[Coordinate annotation items]
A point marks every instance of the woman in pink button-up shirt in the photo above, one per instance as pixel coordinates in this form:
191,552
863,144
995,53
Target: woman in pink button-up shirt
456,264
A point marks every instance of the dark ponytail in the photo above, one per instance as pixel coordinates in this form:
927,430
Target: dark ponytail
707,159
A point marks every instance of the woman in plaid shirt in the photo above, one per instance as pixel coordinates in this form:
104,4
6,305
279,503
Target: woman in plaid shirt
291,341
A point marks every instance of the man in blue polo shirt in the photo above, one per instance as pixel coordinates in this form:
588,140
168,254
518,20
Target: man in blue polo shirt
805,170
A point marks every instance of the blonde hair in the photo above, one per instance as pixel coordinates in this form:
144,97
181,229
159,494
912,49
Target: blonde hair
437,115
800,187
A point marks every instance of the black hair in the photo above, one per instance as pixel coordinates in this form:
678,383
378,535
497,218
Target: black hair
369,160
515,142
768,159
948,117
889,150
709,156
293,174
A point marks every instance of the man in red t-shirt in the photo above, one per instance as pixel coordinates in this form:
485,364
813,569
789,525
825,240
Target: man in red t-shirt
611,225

(To be done):
Update all of the items above by replacing "pixel coordinates" with "image coordinates" wherever it occurs, and keep everything else the same.

(The response):
A point marks every instance of the woman in pink button-up shirt in the photo above, one per instance as image coordinates in this form:
191,552
863,144
995,53
Target: woman in pink button-up shirt
456,264
A point marks every instance of the dark ponytail in the photo above, one per instance as image coordinates in this form:
927,430
Target: dark ponytail
707,159
A point marks every instance of the woman in plaid shirt in the photo above, one per instance as image coordinates in this form:
104,4
6,305
279,503
Target: woman in plaid shirt
291,341
A point marks every instance of the man in blue polo shirt in the photo above, one per instance as image coordinates in this form:
588,140
168,254
518,20
Target: man in blue polo shirt
805,170
A point marks every instance of the blonde hair in the photo above, one per instance as image coordinates in this form:
144,97
181,229
159,494
912,49
Target: blonde hair
437,115
800,187
A point marks every instance of the black hair in the photo above, one per instance as image coordinates in this form:
678,383
378,535
497,218
Target: black hair
369,160
515,142
768,159
948,117
889,150
709,156
293,174
A point marks every instance of the man in red t-shirt in the photo above, one per instance as image coordinates in this form:
485,364
813,569
789,525
825,240
Target: man in red t-shirt
611,225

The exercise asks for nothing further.